* Yazı:
07 Ekim 2010

Çift dilli eğitim

Son üç yazıdır anadilde eğitim meselesine dair düşünce eksersizi yapıyorum okurla beraber.

Son üç yazıdır anadilde eğitim meselesine dair düşünce eksersizi yapıyorum okurla beraber. Bu noktada belki de Kürt meselesi içindeki dil problematikine dair kendi kullandığım iki tanımı yinelemekte fayda var.
Çift dillilikten kastettiğim şey, bireyin iki farklı dilden kendini ve meramını anlatabilir olması, diğerleriyle iletişim kurabilmesidir. Yani her iki dilin de gramerini, kelimelerini biliyor olmak değil, bunları kullanabilir becerileri edinmiş olmasıdır. Bu becerilerini de hiçbir kısıtlama olmaksızın (resmi dil meselesi hariç) kullanabileceği yasal, toplumsal ve zihinsel iklimin var olması, bu iklimin devletçe korunuyor ve kollanıyor olmasıdır.
İkinci tanımım ya da benim anladığım şey olarak şunu söylemeliyim ki, dil ve eğitim meseleleri bugünkü Kürt meselesinin kaynağı değil sonucudur. Yani karşımızdaki eğitim ve dil problemi, toplumda ve devlette var olan güç ilişkilerinin sonucu ve türevi olarak uzun süre yok sayılmış, ihmal edilmiş bir halkın bu yok sayılmanın sonucu olarak yaşamakta olduğu insan hakları ve kültürel sorunlardır. Bu nedenden yalnızca eğitim meselesinde bazı şeyleri yapmak kendi başına Kürt meselesinin çözümü değildir. Fakat aynı zamanda da ulaşılacak çözüm ve toplumsal barışın ihmal edilemeyecek bir boyutudur.

* Verilen Kayıtlar:
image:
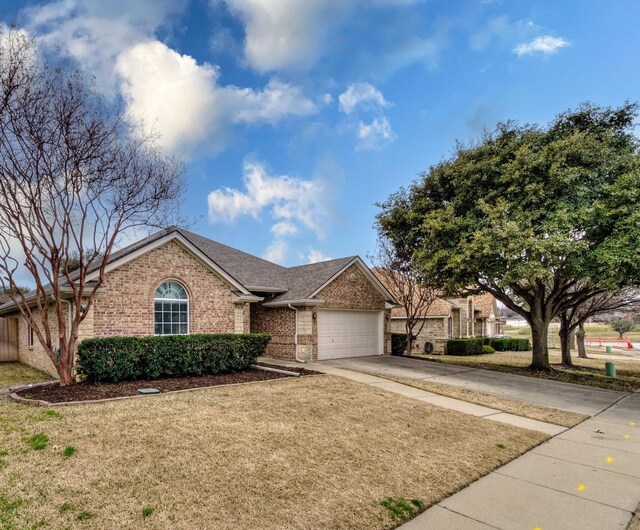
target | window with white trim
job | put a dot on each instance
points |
(171, 306)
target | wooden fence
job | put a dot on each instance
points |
(8, 339)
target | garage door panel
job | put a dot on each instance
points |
(348, 333)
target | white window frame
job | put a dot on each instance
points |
(179, 300)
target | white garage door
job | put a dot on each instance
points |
(349, 333)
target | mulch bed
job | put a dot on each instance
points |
(86, 391)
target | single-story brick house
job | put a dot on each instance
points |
(448, 318)
(175, 281)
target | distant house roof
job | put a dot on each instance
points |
(247, 272)
(486, 305)
(438, 308)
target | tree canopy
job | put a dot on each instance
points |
(537, 216)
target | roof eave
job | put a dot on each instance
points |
(302, 302)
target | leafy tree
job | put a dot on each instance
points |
(574, 318)
(622, 325)
(74, 175)
(396, 270)
(538, 217)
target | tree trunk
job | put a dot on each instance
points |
(539, 337)
(409, 330)
(565, 340)
(582, 352)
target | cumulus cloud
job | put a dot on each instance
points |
(364, 98)
(316, 256)
(95, 32)
(276, 252)
(177, 98)
(361, 95)
(374, 135)
(545, 45)
(290, 202)
(180, 100)
(287, 34)
(288, 199)
(284, 228)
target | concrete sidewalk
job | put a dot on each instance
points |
(586, 478)
(563, 396)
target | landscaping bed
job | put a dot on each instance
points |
(91, 391)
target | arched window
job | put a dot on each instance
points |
(171, 309)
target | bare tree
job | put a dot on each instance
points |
(75, 176)
(574, 317)
(396, 271)
(621, 325)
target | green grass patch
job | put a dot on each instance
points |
(66, 507)
(38, 441)
(48, 414)
(84, 515)
(68, 451)
(402, 509)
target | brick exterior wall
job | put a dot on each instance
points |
(280, 323)
(345, 292)
(125, 306)
(434, 331)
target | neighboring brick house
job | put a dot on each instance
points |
(175, 281)
(447, 318)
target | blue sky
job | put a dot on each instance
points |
(295, 117)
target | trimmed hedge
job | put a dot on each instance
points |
(475, 346)
(128, 358)
(464, 346)
(510, 344)
(398, 343)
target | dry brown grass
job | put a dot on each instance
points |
(587, 372)
(13, 374)
(520, 408)
(319, 452)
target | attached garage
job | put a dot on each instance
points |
(344, 333)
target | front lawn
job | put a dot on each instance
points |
(320, 452)
(589, 372)
(14, 374)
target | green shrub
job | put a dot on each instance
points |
(510, 344)
(464, 346)
(128, 358)
(398, 343)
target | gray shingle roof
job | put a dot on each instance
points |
(255, 274)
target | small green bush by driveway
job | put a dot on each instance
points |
(128, 358)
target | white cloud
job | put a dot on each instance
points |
(180, 100)
(276, 252)
(316, 256)
(288, 199)
(276, 101)
(177, 98)
(546, 45)
(174, 95)
(287, 34)
(373, 135)
(284, 228)
(95, 32)
(361, 95)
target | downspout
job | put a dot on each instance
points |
(295, 337)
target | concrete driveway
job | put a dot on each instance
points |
(563, 396)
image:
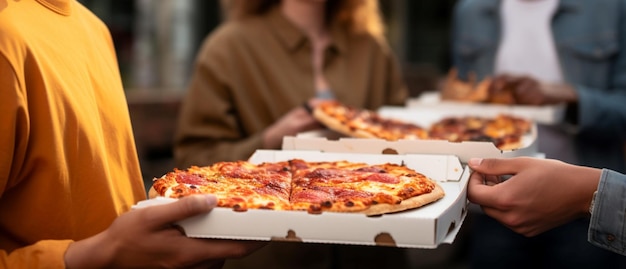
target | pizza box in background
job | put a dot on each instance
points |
(330, 141)
(425, 227)
(431, 101)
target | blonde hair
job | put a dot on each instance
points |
(358, 16)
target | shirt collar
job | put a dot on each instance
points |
(63, 7)
(293, 38)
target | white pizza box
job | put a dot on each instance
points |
(546, 114)
(425, 227)
(330, 141)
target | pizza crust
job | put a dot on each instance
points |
(338, 126)
(411, 203)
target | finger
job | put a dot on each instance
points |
(478, 192)
(184, 208)
(497, 166)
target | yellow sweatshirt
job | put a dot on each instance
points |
(68, 165)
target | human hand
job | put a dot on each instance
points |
(147, 238)
(540, 194)
(295, 121)
(529, 91)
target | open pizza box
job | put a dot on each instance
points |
(425, 227)
(330, 141)
(546, 114)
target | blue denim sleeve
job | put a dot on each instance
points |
(606, 228)
(602, 111)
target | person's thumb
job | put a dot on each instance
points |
(184, 208)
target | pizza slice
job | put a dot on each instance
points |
(239, 185)
(358, 187)
(363, 123)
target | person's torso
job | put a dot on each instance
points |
(74, 167)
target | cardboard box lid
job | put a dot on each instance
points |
(330, 141)
(425, 227)
(547, 114)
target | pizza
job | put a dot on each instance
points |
(504, 131)
(363, 123)
(315, 187)
(474, 91)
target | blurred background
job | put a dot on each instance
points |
(157, 40)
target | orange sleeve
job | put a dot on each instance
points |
(43, 254)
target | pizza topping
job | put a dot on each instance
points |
(338, 186)
(364, 123)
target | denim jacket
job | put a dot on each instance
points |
(590, 38)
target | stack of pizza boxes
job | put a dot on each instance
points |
(444, 161)
(428, 226)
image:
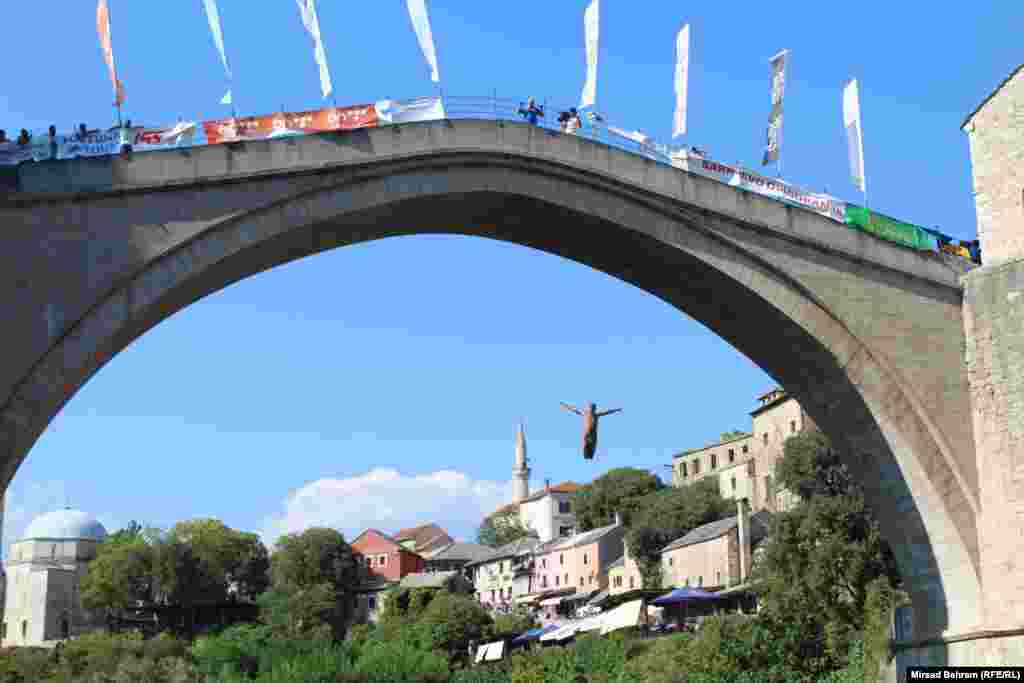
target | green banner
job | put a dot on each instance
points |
(888, 228)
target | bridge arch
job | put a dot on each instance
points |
(192, 239)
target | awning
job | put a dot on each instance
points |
(532, 634)
(683, 595)
(623, 616)
(496, 651)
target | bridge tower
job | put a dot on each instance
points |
(993, 322)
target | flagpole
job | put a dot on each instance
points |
(117, 90)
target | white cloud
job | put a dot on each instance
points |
(386, 500)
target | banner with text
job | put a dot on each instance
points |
(754, 182)
(290, 123)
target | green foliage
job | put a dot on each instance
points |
(878, 614)
(615, 491)
(121, 573)
(810, 466)
(665, 515)
(454, 621)
(499, 529)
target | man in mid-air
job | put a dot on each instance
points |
(590, 418)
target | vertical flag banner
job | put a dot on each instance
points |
(218, 39)
(854, 136)
(774, 134)
(591, 23)
(307, 8)
(421, 24)
(682, 74)
(103, 30)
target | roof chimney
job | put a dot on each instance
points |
(743, 531)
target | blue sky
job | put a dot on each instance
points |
(381, 384)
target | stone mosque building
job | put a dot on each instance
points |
(42, 600)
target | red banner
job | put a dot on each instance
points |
(290, 123)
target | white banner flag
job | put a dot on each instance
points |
(591, 24)
(773, 143)
(218, 38)
(682, 72)
(103, 30)
(854, 136)
(307, 8)
(421, 24)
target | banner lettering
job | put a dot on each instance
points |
(290, 123)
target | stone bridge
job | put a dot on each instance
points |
(866, 335)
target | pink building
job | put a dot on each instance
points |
(576, 566)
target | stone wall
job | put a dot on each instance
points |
(996, 134)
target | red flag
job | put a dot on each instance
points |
(103, 29)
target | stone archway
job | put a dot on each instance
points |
(169, 247)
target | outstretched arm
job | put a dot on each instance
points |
(570, 409)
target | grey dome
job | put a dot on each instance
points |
(66, 524)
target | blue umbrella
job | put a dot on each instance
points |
(683, 595)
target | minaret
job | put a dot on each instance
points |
(520, 471)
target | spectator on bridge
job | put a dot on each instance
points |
(532, 112)
(53, 141)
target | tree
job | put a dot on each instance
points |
(501, 528)
(811, 467)
(455, 621)
(815, 569)
(121, 574)
(615, 491)
(665, 515)
(235, 562)
(313, 582)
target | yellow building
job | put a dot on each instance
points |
(744, 465)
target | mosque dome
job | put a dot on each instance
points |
(66, 525)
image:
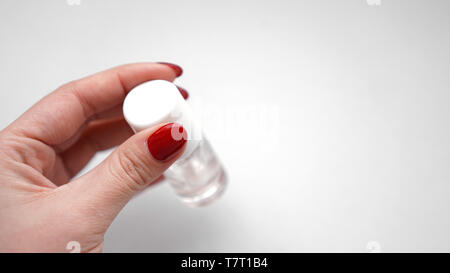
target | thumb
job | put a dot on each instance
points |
(129, 169)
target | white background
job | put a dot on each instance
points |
(331, 117)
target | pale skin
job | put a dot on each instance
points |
(42, 208)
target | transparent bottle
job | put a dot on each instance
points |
(197, 176)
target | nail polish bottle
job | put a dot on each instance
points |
(197, 176)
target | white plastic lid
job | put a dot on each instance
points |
(156, 102)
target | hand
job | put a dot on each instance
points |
(40, 211)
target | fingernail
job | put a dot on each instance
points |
(165, 142)
(183, 92)
(178, 70)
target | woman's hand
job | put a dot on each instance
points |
(50, 143)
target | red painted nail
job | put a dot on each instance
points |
(178, 70)
(183, 92)
(165, 142)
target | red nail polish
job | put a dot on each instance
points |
(178, 70)
(183, 92)
(165, 142)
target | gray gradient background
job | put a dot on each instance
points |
(355, 146)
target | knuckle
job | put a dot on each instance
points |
(132, 169)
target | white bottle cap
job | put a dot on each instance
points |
(156, 102)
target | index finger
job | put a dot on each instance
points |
(57, 116)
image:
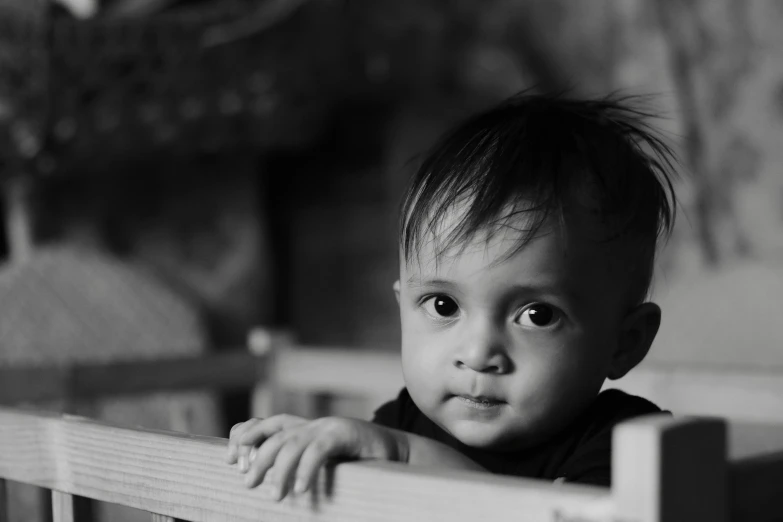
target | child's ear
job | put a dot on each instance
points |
(638, 332)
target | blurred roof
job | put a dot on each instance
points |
(65, 304)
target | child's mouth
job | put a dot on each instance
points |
(480, 402)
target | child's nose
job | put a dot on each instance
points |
(484, 351)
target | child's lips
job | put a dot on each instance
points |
(481, 402)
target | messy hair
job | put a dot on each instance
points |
(540, 155)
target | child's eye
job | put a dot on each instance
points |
(538, 315)
(441, 306)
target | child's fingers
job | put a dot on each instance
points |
(239, 452)
(255, 434)
(264, 458)
(310, 463)
(285, 466)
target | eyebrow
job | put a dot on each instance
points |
(514, 289)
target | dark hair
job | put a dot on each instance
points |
(539, 155)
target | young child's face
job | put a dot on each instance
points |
(502, 353)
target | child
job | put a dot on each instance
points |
(527, 242)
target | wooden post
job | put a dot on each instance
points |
(3, 502)
(18, 218)
(62, 507)
(262, 342)
(667, 469)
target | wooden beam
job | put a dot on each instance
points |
(670, 470)
(743, 394)
(339, 371)
(3, 501)
(231, 369)
(186, 477)
(756, 488)
(62, 507)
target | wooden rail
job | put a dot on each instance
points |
(186, 477)
(741, 394)
(665, 470)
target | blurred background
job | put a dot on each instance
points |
(177, 172)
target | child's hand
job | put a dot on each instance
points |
(282, 448)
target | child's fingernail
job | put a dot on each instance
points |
(272, 491)
(249, 480)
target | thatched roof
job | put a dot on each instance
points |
(70, 305)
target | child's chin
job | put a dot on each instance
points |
(480, 435)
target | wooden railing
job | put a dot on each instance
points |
(664, 469)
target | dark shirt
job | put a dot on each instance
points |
(581, 453)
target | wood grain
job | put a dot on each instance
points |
(186, 477)
(670, 470)
(62, 507)
(154, 517)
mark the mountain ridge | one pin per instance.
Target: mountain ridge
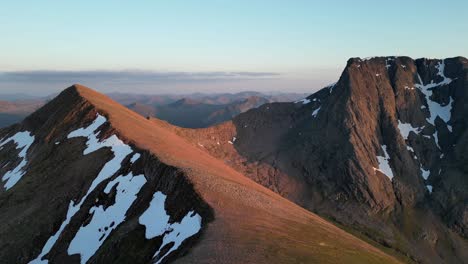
(356, 152)
(63, 160)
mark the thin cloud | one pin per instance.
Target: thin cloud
(129, 76)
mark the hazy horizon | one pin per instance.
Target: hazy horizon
(217, 46)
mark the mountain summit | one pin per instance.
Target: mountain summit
(382, 152)
(86, 180)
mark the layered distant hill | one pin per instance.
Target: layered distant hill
(86, 180)
(190, 110)
(16, 110)
(200, 110)
(383, 152)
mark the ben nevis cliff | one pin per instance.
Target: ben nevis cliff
(382, 154)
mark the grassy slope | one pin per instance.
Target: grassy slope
(252, 224)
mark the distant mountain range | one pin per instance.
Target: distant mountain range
(192, 110)
(381, 154)
(90, 181)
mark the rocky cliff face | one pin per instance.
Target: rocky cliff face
(79, 192)
(382, 151)
(85, 180)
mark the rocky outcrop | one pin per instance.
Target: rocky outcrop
(82, 198)
(382, 151)
(85, 180)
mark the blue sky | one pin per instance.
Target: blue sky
(304, 44)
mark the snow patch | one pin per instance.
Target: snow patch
(303, 101)
(406, 128)
(384, 165)
(23, 141)
(135, 157)
(425, 173)
(316, 111)
(120, 150)
(156, 221)
(429, 188)
(331, 86)
(89, 238)
(435, 109)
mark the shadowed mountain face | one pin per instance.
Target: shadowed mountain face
(12, 112)
(86, 180)
(382, 151)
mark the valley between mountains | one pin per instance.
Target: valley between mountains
(371, 169)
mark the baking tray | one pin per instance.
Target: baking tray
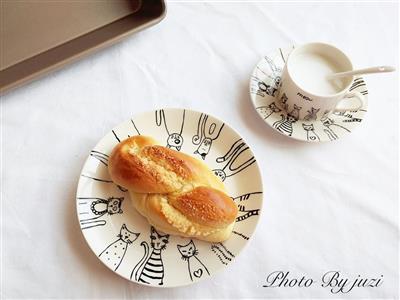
(40, 36)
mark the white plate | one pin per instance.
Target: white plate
(111, 224)
(263, 89)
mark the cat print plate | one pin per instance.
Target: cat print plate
(264, 84)
(123, 239)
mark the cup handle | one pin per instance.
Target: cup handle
(356, 95)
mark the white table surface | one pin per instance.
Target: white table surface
(330, 206)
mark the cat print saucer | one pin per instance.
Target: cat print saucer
(123, 239)
(264, 84)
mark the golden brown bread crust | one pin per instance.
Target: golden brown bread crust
(180, 188)
(206, 206)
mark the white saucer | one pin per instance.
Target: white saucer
(263, 89)
(122, 238)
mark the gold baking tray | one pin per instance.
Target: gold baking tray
(38, 36)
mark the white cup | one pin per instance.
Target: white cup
(301, 99)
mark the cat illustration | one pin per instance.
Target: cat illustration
(246, 213)
(245, 196)
(267, 89)
(175, 139)
(283, 101)
(150, 268)
(266, 111)
(328, 123)
(285, 125)
(230, 157)
(311, 135)
(115, 252)
(91, 209)
(224, 255)
(311, 115)
(204, 138)
(195, 267)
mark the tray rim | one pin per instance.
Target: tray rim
(37, 70)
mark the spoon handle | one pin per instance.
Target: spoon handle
(380, 69)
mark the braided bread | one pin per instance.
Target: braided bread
(177, 193)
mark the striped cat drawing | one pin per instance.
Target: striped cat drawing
(285, 125)
(150, 268)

* İstekler:
• A. Lütfen çift dilli eğitim yazısından "Çift dilli eğitim" sözleriyle başlayıp "ve kollanıyor olmasıdır." sözleriyle biten bölümü olduğu gibi çıktı olarak verin.
• B. Çift dilli eğitim yazısına göre aşağıdaki soruları yanıtlayın:
(i) Anadilde eğitim meselesine dair düşünce eksersizi kaç yazıdır sürüyor?
(ii) Çift dillilik tanımında iki dilin gramerini ve kelimelerini bilmek yerine neyin edinilmiş olması kastediliyor?
(iii) Dil ve eğitim meseleleri bugünkü Kürt meselesinin kaynağı olarak mı, sonucu olarak mı görülüyor?
• C. Çift dilli eğitim yazısını kaldığı yerden sürdürün.

* Yanıtlar:
• A.
Çift dilli eğitim

Son üç yazıdır anadilde eğitim meselesine dair düşünce eksersizi yapıyorum okurla beraber.

Son üç yazıdır anadilde eğitim meselesine dair düşünce eksersizi yapıyorum okurla beraber. Bu noktada belki de Kürt meselesi içindeki dil problematikine dair kendi kullandığım iki tanımı yinelemekte fayda var.
Çift dillilikten kastettiğim şey, bireyin iki farklı dilden kendini ve meramını anlatabilir olması, diğerleriyle iletişim kurabilmesidir. Yani her iki dilin de gramerini, kelimelerini biliyor olmak değil, bunları kullanabilir becerileri edinmiş olmasıdır. Bu becerilerini de hiçbir kısıtlama olmaksızın (resmi dil meselesi hariç) kullanabileceği yasal, toplumsal ve zihinsel iklimin var olması, bu iklimin devletçe korunuyor ve kollanıyor olmasıdır.

• B.
(i) Son üç yazıdır.
(ii) Bunları kullanabilir becerilerin edinilmiş olması.
(iii) Sonucu olarak.

• C.
Çift dilli eğitim konusunda Türkiye’nin engin bir deneyim birikimi var aslında. Yabancı dilden okullar ve bu okullara çocuklarımızı gönderebilmek için toplumca harcanan çabalar, harcanan paralar ve bu amaçla oluşan devasa bir ekonomi.
İkinci bir deneyim alanımız var, hakkında az konuştuğumuz. Lozan anlaşmasıyla “azınlıklar” olarak tanımlanan gruplara aslında “gayrimüslimler” için iki dilli eğitim hakkı ve bu hakkın kullanımı için kurulan okullar. Maddi koşulları ve içerik sorunları gibi birçok sorunlarına karşın uygulanmakta olan ve çokça kaygılanıldığı dillendirilen, üniter devleti bozup parçaladığı söylenemeyecek bir deneyim var ortada. Bu okulların varlığı ne Türkiye’nin üniter devletini parçalamış ne de güvenlik sorunu, bölünme sorunları doğurmuştur.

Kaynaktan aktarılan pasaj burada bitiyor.